Edit the data from the line with "outline light green foliage, every instance" up to and including the line with "121 L 4 125" so that "light green" becomes "pale green" and all else stays the same. Leave the pictures out of your answer.

── INPUT FOR THIS TASK

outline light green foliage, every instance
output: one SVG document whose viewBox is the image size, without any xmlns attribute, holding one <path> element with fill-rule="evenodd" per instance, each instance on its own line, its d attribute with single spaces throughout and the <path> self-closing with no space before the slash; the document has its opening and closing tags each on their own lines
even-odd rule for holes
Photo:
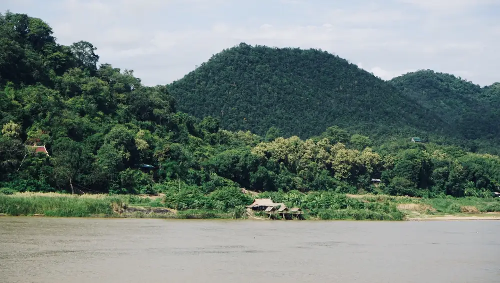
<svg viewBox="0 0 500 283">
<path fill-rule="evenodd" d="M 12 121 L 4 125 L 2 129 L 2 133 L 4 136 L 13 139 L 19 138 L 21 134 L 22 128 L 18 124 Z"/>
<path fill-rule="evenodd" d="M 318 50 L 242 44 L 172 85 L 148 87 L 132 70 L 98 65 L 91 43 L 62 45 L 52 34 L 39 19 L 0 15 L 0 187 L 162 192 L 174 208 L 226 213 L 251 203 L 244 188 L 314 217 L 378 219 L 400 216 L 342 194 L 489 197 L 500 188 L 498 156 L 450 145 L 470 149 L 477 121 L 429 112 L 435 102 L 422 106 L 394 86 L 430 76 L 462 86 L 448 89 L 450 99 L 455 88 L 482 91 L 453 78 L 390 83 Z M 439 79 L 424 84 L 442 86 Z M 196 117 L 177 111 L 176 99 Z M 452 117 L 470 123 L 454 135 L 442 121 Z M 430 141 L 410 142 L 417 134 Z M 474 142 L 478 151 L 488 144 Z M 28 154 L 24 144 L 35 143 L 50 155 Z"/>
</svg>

────
── INPUT FOR THIS TASK

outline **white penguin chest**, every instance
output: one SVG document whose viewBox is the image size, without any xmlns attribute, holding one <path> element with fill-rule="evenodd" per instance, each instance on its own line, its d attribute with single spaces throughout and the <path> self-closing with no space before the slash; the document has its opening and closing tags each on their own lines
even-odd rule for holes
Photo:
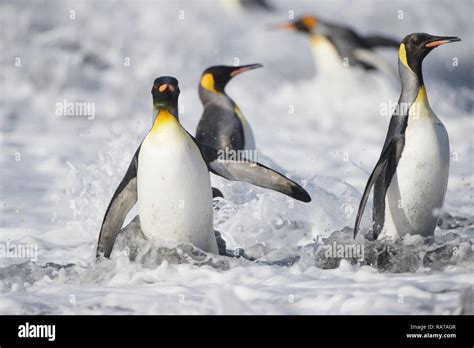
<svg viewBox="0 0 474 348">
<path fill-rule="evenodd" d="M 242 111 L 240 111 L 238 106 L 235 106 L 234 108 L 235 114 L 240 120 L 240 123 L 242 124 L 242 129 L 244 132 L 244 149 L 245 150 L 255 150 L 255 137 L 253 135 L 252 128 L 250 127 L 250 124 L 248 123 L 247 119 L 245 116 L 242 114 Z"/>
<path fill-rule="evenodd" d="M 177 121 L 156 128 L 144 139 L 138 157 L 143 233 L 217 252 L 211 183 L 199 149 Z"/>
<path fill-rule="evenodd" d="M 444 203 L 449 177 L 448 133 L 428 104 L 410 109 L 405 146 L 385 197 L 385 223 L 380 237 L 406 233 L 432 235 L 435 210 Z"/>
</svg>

────

- [THE RESULT]:
outline pale green foliage, every instance
output: one SVG document whose viewBox is the image size, without any xmlns attribute, holding one <path> element with fill-rule="evenodd" per instance, each instance on its own line, its d attribute with single spaces throughout and the <path> self-closing with no space before the slash; the document has its opening and closing tags each on their own lines
even-odd rule for holes
Photo:
<svg viewBox="0 0 500 283">
<path fill-rule="evenodd" d="M 12 121 L 4 125 L 2 129 L 2 133 L 4 136 L 13 139 L 19 138 L 21 134 L 22 128 L 18 124 Z"/>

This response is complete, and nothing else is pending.